** Required actions **
A) Transcribe the part of the passage on Wilshere's Belfast schools that opens with the words "Wilshere was born" and closes with "of building materials.".
B) According to the passage on Wilshere's Belfast schools, in what year was Nettlefield Primary designed?
C) For each statement, say whether it agrees with the passage on Wilshere's Belfast schools, and quote the deciding words: (i) Wilshere came to Northern Ireland in 1926. (ii) The school at Sydenham was built from timber because building materials were scarce. (iii) The McQuiston Memorial Primary now houses the School of Music.

** Text extract **
══════════════════════════════

Wilshere was born in Essex and came to Northern Ireland in 1926 to take up the position of architect to the Belfast Education Committee. In this capacity he designed no fewer than 26 schools prior to the outbreak of World War Two, many of which were highly innovative and stylistically spanned the neo-Georgian to the ultra-modern. Indeed, Larmour suggests that they were “the first modern schools to be built anywhere in Ireland”.

Well-known examples of his work include Botanic Primary, Strandtown Primary and the McQuiston Memorial Primary, the latter now the School of Music on Donegall Pass. Wilshere was also responsible for the first school built in the city immediately after the war, at Sydenham, which was just as innovative as those that went before, utilising prefabricated aluminium units due to a shortage of building materials.

Like many of Wilshere’s buildings, Nettlefield Primary is located in a working class area dominated by small, tight-knit terraced housing. It was designed in 1933 and consists of two-storey and single-storey blocks in rustic red brick arranged around a quadrangle. Its most striking feature is the entrance tower with lantern, which the listing record for the building states adds “an important element of architectural distinction to the area in which the school stands.”

══════════════════════════════

** Provided information **
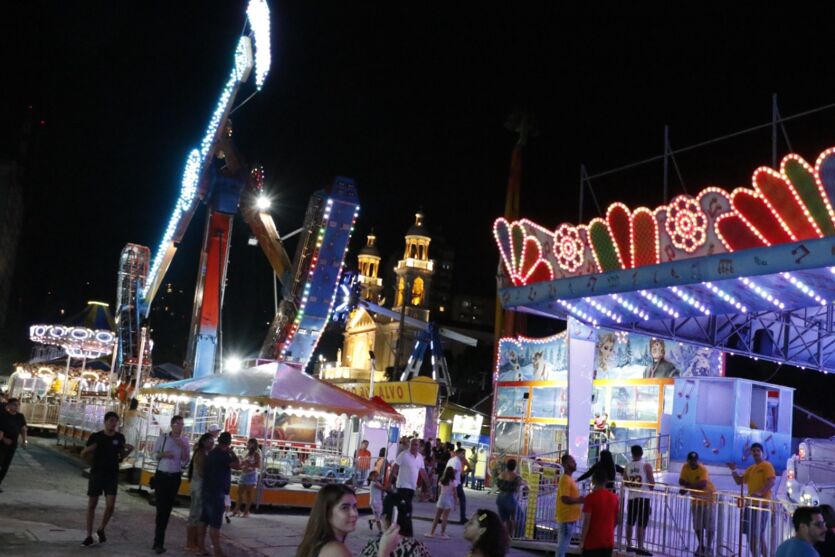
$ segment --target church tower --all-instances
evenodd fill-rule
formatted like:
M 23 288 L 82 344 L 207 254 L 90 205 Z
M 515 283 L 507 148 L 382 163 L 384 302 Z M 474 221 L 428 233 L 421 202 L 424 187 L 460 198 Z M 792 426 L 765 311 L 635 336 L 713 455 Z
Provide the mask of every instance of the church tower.
M 368 235 L 368 241 L 357 256 L 357 268 L 359 269 L 360 297 L 375 304 L 379 303 L 383 279 L 379 278 L 380 250 L 377 249 L 377 236 L 373 231 Z
M 406 232 L 406 249 L 403 259 L 397 262 L 395 299 L 392 309 L 406 315 L 429 321 L 429 287 L 434 272 L 434 261 L 429 259 L 429 242 L 432 238 L 423 226 L 423 213 L 415 213 L 415 223 Z

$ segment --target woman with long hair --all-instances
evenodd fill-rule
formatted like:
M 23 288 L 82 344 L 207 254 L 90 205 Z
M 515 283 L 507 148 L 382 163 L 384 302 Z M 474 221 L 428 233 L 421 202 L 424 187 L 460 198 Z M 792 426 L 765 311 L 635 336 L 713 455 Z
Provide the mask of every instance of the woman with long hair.
M 505 557 L 510 537 L 493 511 L 478 509 L 464 525 L 464 539 L 472 544 L 467 557 Z
M 615 464 L 615 460 L 612 458 L 612 453 L 609 452 L 609 449 L 603 449 L 600 451 L 600 456 L 597 459 L 597 462 L 592 464 L 591 468 L 585 471 L 579 478 L 577 478 L 577 483 L 582 482 L 585 479 L 592 477 L 594 471 L 598 468 L 602 468 L 603 471 L 606 473 L 606 477 L 608 478 L 608 482 L 606 483 L 607 489 L 614 489 L 615 487 L 615 473 L 623 474 L 623 466 L 619 464 Z
M 204 540 L 199 539 L 200 514 L 203 512 L 203 462 L 206 455 L 215 446 L 215 438 L 211 433 L 204 433 L 194 444 L 191 461 L 188 463 L 189 496 L 191 504 L 186 522 L 186 551 L 197 551 L 206 547 Z
M 427 538 L 435 537 L 435 528 L 441 523 L 441 539 L 447 540 L 446 523 L 452 509 L 458 508 L 458 482 L 455 481 L 455 469 L 448 466 L 444 470 L 444 477 L 438 485 L 438 502 L 435 505 L 435 520 L 432 521 L 432 530 L 424 534 Z
M 255 486 L 258 485 L 258 472 L 261 470 L 261 450 L 258 439 L 251 438 L 246 442 L 246 456 L 241 460 L 241 475 L 238 477 L 238 502 L 235 513 L 238 516 L 249 516 L 249 511 L 255 504 Z
M 505 469 L 496 479 L 496 487 L 499 494 L 496 496 L 496 508 L 499 509 L 499 518 L 507 528 L 507 534 L 513 535 L 516 528 L 516 509 L 519 504 L 516 496 L 519 486 L 522 485 L 522 478 L 516 472 L 516 460 L 510 458 L 505 464 Z
M 343 484 L 328 484 L 319 490 L 310 510 L 296 557 L 351 557 L 345 538 L 357 527 L 357 496 Z M 388 557 L 400 542 L 400 527 L 393 524 L 380 539 L 378 557 Z

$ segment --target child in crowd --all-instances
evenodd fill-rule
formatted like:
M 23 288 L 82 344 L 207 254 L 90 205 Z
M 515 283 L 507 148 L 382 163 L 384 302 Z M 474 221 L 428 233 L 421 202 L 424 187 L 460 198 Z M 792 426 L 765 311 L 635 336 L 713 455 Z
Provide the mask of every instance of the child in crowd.
M 371 510 L 374 512 L 374 518 L 368 520 L 368 528 L 373 531 L 374 523 L 376 522 L 377 529 L 379 530 L 380 534 L 382 534 L 383 492 L 385 491 L 385 486 L 383 486 L 380 473 L 376 470 L 372 470 L 368 473 L 368 486 L 371 490 Z
M 444 476 L 438 484 L 438 503 L 435 506 L 435 519 L 432 521 L 432 531 L 425 534 L 427 538 L 435 537 L 435 528 L 438 526 L 438 522 L 440 522 L 441 535 L 438 537 L 445 540 L 449 539 L 449 536 L 446 535 L 446 523 L 449 518 L 449 512 L 454 508 L 458 508 L 457 487 L 458 482 L 455 481 L 455 469 L 448 466 L 444 470 Z

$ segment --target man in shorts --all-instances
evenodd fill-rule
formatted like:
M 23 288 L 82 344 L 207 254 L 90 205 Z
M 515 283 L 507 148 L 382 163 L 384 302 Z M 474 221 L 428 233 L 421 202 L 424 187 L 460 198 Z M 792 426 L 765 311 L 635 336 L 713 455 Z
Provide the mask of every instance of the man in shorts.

══════════════════════════════

** Results in order **
A)
Wilshere was born in Essex and came to Northern Ireland in 1926 to take up the position of architect to the Belfast Education Committee. In this capacity he designed no fewer than 26 schools prior to the outbreak of World War Two, many of which were highly innovative and stylistically spanned the neo-Georgian to the ultra-modern. Indeed, Larmour suggests that they were “the first modern schools to be built anywhere in Ireland”.

Well-known examples of his work include Botanic Primary, Strandtown Primary and the McQuiston Memorial Primary, the latter now the School of Music on Donegall Pass. Wilshere was also responsible for the first school built in the city immediately after the war, at Sydenham, which was just as innovative as those that went before, utilising prefabricated aluminium units due to a shortage of building materials.

B) 1933

C)
(i) Yes: "came to Northern Ireland in 1926"
(ii) No: "utilising prefabricated aluminium units due to a shortage of building materials"
(iii) Yes: "the latter now the School of Music on Donegall Pass"